PROBLEM DETAILS ->
Copy out the data below word for word, keeping every line the same.

Stored entries:
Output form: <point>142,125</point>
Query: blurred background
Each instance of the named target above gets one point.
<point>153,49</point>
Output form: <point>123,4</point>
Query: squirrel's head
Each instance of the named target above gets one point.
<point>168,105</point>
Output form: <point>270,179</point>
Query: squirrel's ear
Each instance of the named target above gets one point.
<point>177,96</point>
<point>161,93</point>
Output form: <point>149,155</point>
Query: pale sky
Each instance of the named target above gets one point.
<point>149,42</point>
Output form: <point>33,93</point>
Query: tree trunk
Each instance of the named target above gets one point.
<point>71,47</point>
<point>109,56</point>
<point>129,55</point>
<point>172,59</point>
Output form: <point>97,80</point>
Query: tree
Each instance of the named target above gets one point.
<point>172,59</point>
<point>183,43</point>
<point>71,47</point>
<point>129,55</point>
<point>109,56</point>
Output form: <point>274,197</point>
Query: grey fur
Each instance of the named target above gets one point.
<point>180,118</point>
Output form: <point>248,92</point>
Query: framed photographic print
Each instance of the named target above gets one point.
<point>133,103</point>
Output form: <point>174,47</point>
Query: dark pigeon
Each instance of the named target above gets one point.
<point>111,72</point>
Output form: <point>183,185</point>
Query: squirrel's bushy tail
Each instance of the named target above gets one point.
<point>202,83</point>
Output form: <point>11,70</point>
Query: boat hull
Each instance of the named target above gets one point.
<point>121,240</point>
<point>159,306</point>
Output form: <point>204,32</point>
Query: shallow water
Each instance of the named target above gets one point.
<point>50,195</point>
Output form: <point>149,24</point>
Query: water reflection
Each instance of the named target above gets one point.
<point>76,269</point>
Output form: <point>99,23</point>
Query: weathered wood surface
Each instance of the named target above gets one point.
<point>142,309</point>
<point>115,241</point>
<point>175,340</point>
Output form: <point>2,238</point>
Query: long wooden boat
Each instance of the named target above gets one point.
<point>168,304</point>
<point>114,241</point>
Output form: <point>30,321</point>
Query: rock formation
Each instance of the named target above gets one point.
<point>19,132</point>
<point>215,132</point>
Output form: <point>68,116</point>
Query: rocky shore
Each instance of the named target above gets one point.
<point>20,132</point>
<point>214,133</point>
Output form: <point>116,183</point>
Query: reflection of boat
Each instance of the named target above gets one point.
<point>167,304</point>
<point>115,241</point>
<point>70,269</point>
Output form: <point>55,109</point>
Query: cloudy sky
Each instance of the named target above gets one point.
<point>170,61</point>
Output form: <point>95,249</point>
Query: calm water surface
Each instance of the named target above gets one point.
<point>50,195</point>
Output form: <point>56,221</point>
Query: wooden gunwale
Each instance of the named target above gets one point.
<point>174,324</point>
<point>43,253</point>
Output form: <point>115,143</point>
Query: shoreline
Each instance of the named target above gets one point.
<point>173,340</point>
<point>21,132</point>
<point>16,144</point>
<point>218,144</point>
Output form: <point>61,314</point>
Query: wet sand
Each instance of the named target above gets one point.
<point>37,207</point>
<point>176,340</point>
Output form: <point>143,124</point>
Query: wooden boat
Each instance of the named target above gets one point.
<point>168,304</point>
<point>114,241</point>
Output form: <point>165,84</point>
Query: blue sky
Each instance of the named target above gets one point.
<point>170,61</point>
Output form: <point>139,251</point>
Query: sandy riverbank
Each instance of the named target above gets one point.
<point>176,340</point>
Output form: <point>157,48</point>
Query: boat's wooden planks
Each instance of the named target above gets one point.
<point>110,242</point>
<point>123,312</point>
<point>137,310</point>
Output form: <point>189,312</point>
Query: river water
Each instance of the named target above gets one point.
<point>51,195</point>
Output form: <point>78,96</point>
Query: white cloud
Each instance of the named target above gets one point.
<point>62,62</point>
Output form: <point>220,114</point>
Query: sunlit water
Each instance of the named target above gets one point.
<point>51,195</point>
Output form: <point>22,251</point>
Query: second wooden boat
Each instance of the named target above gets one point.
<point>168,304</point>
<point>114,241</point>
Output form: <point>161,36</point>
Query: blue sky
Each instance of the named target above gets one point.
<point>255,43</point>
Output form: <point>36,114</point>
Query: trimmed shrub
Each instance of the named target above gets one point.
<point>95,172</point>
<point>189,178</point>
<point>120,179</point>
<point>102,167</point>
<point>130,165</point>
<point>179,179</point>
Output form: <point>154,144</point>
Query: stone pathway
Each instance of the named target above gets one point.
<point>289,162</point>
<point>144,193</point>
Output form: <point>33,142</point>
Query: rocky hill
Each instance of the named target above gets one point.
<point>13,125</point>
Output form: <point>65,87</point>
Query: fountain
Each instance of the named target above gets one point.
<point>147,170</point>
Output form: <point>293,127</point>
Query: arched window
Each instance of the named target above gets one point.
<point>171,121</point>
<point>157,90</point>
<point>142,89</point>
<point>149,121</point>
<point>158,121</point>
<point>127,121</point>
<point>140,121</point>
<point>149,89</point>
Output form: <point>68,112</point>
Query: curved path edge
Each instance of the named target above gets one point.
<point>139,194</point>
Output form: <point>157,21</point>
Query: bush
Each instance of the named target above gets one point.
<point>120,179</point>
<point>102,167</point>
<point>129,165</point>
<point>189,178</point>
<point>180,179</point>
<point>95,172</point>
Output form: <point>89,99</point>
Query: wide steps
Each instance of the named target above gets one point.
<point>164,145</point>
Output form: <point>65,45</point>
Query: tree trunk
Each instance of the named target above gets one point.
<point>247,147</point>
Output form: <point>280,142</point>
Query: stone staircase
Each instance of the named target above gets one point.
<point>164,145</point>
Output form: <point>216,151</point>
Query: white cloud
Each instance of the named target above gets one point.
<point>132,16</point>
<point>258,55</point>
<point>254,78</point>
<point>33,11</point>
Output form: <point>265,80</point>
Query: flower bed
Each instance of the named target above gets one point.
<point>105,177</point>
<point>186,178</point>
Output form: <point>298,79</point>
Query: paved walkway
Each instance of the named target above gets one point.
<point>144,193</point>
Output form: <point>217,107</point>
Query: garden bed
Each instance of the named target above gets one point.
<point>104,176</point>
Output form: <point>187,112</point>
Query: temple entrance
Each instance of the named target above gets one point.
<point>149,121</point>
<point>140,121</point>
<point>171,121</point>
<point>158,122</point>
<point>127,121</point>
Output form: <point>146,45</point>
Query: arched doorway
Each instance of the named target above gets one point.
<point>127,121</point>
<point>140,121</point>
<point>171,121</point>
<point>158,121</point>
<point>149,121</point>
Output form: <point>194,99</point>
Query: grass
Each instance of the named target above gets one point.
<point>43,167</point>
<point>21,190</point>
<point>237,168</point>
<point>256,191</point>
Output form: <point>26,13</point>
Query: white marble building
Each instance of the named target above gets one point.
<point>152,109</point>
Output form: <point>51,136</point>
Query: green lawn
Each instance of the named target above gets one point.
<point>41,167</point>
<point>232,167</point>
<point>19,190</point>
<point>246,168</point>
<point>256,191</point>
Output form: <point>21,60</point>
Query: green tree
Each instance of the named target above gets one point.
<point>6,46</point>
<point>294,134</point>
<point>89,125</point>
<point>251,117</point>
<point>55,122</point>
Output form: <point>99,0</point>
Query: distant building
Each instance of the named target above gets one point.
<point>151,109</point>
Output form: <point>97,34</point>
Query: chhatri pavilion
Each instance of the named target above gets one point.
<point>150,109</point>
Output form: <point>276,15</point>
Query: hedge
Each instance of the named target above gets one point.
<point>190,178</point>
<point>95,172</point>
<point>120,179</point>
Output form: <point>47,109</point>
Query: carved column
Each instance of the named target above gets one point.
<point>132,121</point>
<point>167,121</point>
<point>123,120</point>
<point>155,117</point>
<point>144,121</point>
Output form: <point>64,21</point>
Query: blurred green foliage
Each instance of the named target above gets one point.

TASK OUTPUT ->
Output form: <point>142,125</point>
Query: blurred background
Each instance of the named target above gets one point.
<point>153,49</point>
Output form: <point>123,4</point>
Query: squirrel's head
Each instance of the named target above gets one point.
<point>168,105</point>
Output form: <point>270,179</point>
Query: squirrel's ear
Each instance of the named target above gets one point.
<point>177,96</point>
<point>161,93</point>
Output form: <point>149,155</point>
Query: pale sky
Each instance of the named target above gets one point.
<point>149,42</point>
Output form: <point>33,93</point>
Query: tree trunk
Each instance of the named target above gets one point.
<point>71,47</point>
<point>109,56</point>
<point>129,55</point>
<point>172,59</point>
Output form: <point>97,80</point>
Query: tree
Each instance of the named target above gets one point.
<point>172,59</point>
<point>183,43</point>
<point>71,47</point>
<point>129,55</point>
<point>109,56</point>
Output form: <point>274,197</point>
Query: grey fur
Each instance of the named target above gets one point.
<point>180,118</point>
Output form: <point>248,92</point>
Query: framed photographic print
Each instance of the named target above gets one point.
<point>133,103</point>
Output form: <point>174,47</point>
Query: dark pigeon
Each instance of the named target above gets one point.
<point>111,72</point>
Output form: <point>183,185</point>
Query: squirrel's bushy tail
Each instance of the named target above gets one point.
<point>202,83</point>
Output form: <point>11,70</point>
Query: boat hull
Each instance of the named target above gets one point.
<point>121,240</point>
<point>159,306</point>
Output form: <point>204,32</point>
Query: shallow water
Each instance of the named target above gets one point.
<point>50,195</point>
Output form: <point>149,24</point>
Query: water reflection
Each instance of the named target above gets one point.
<point>76,269</point>
Output form: <point>99,23</point>
Query: weathered wood surface
Each instance of the named target above gets one point.
<point>142,309</point>
<point>115,241</point>
<point>175,340</point>
Output form: <point>2,238</point>
Query: long wooden boat
Each instance of the named target above gets one point.
<point>168,304</point>
<point>114,241</point>
Output form: <point>30,321</point>
Query: rock formation
Each instance of the named target above gets one point.
<point>19,132</point>
<point>215,132</point>
Output form: <point>68,116</point>
Query: rocky shore
Each instance of the named target above gets one point.
<point>20,132</point>
<point>214,133</point>
Output form: <point>116,183</point>
Query: reflection of boat
Each instance of the named target above gets one point.
<point>167,304</point>
<point>115,241</point>
<point>70,269</point>
Output form: <point>55,109</point>
Query: cloudy sky
Each instance of the named target above gets one point.
<point>170,61</point>
Output form: <point>95,249</point>
Query: calm water surface
Each instance of the named target above gets one point.
<point>50,195</point>
Output form: <point>56,221</point>
Query: wooden gunwale
Each instance of the named target above gets one point.
<point>174,324</point>
<point>43,253</point>
Output form: <point>115,143</point>
Query: shoreline
Each instance of the named target above gets one point.
<point>173,340</point>
<point>21,132</point>
<point>16,144</point>
<point>218,144</point>
Output form: <point>61,314</point>
Query: wet sand
Each instance of the named target above gets one point.
<point>37,207</point>
<point>176,340</point>
Output form: <point>143,124</point>
Query: wooden boat
Each instance of the named target above gets one point.
<point>168,304</point>
<point>114,241</point>
Output form: <point>165,84</point>
Query: blue sky
Each instance of the named target above gets one point.
<point>170,61</point>
Output form: <point>139,251</point>
Query: sandy riverbank
Each instance of the named target above gets one point.
<point>176,340</point>
Output form: <point>157,48</point>
Query: boat's wooden planks
Each instance of the named target above gets one point.
<point>110,242</point>
<point>123,312</point>
<point>137,310</point>
Output form: <point>189,312</point>
Query: river water
Each instance of the named target above gets one point.
<point>51,195</point>
Output form: <point>78,96</point>
Query: white cloud
Each instance of the named target above gets one point.
<point>62,62</point>
Output form: <point>220,114</point>
Query: sunlit water
Each instance of the named target above gets one point.
<point>51,195</point>
Output form: <point>22,251</point>
Query: second wooden boat
Each instance of the named target above gets one point.
<point>168,304</point>
<point>114,241</point>
Output form: <point>161,36</point>
Query: blue sky
Each instance of the named target above gets one point.
<point>255,43</point>
Output form: <point>36,114</point>
Query: trimmed shrub
Each instance of the named target above gets one point.
<point>95,172</point>
<point>189,178</point>
<point>120,179</point>
<point>102,167</point>
<point>130,165</point>
<point>179,179</point>
Output form: <point>154,144</point>
Query: stone pathway
Each instance of the named target above gets one point.
<point>289,162</point>
<point>144,193</point>
Output form: <point>33,142</point>
Query: rocky hill
Each instance of the named target above gets one point.
<point>13,125</point>
Output form: <point>65,87</point>
Query: fountain
Each instance of the named target above gets one point.
<point>147,170</point>
Output form: <point>293,127</point>
Query: arched window
Each instance of the named target above gets one point.
<point>171,121</point>
<point>157,90</point>
<point>142,89</point>
<point>149,121</point>
<point>158,121</point>
<point>127,121</point>
<point>140,121</point>
<point>149,89</point>
Output form: <point>68,112</point>
Query: curved path edge
Each instance of the named target above gets one point.
<point>139,194</point>
Output form: <point>157,21</point>
Query: bush
Each instance of the named target above gets one point.
<point>120,179</point>
<point>102,167</point>
<point>129,165</point>
<point>189,178</point>
<point>180,179</point>
<point>95,172</point>
Output form: <point>89,99</point>
Query: wide steps
Each instance of the named target above gets one point.
<point>164,145</point>
Output form: <point>65,45</point>
Query: tree trunk
Each instance of the named target above gets one point.
<point>247,147</point>
Output form: <point>280,142</point>
Query: stone staircase
Each instance of the named target above gets one point.
<point>164,145</point>
Output form: <point>216,151</point>
Query: white cloud
Each instance of the named target above gets one point.
<point>132,16</point>
<point>258,55</point>
<point>254,78</point>
<point>33,11</point>
Output form: <point>265,80</point>
Query: flower bed
Each instance of the named target above gets one point.
<point>105,177</point>
<point>186,178</point>
Output form: <point>298,79</point>
Query: paved walkway
Each instance of the named target above gets one point.
<point>144,193</point>
Output form: <point>217,107</point>
Query: garden bed
Each instance of the named target above gets one point.
<point>104,176</point>
Output form: <point>187,112</point>
Query: temple entrance
Each instance of the named target above gets one point.
<point>149,121</point>
<point>140,121</point>
<point>171,121</point>
<point>158,122</point>
<point>127,121</point>
Output form: <point>146,45</point>
Query: arched doorway
Each instance of the named target above gets one point.
<point>127,121</point>
<point>140,121</point>
<point>171,121</point>
<point>158,121</point>
<point>149,121</point>
Output form: <point>194,99</point>
Query: grass
Each instance of the named target above gets one point.
<point>43,167</point>
<point>21,190</point>
<point>237,168</point>
<point>256,191</point>
Output form: <point>26,13</point>
Query: white marble building
Each instance of the named target above gets one point.
<point>152,109</point>
Output form: <point>51,136</point>
Query: green lawn
Each instance of the named target above gets one point.
<point>41,167</point>
<point>232,167</point>
<point>19,190</point>
<point>246,168</point>
<point>256,191</point>
Output form: <point>21,60</point>
Query: green tree
Each instance of the named target above gets one point.
<point>6,46</point>
<point>294,134</point>
<point>89,125</point>
<point>251,117</point>
<point>55,122</point>
Output form: <point>99,0</point>
Query: distant building
Each instance of the named target above gets one point.
<point>151,109</point>
Output form: <point>97,34</point>
Query: chhatri pavilion
Each instance of the named target above gets one point.
<point>150,109</point>
Output form: <point>276,15</point>
Query: hedge
Each instance of the named target above gets one point.
<point>190,178</point>
<point>95,172</point>
<point>120,179</point>
Output form: <point>47,109</point>
Query: carved column
Each instance of the named target above gets one point.
<point>132,121</point>
<point>167,121</point>
<point>123,120</point>
<point>155,117</point>
<point>144,121</point>
Output form: <point>64,21</point>
Query: blurred green foliage
Each instance of the named target above gets one point.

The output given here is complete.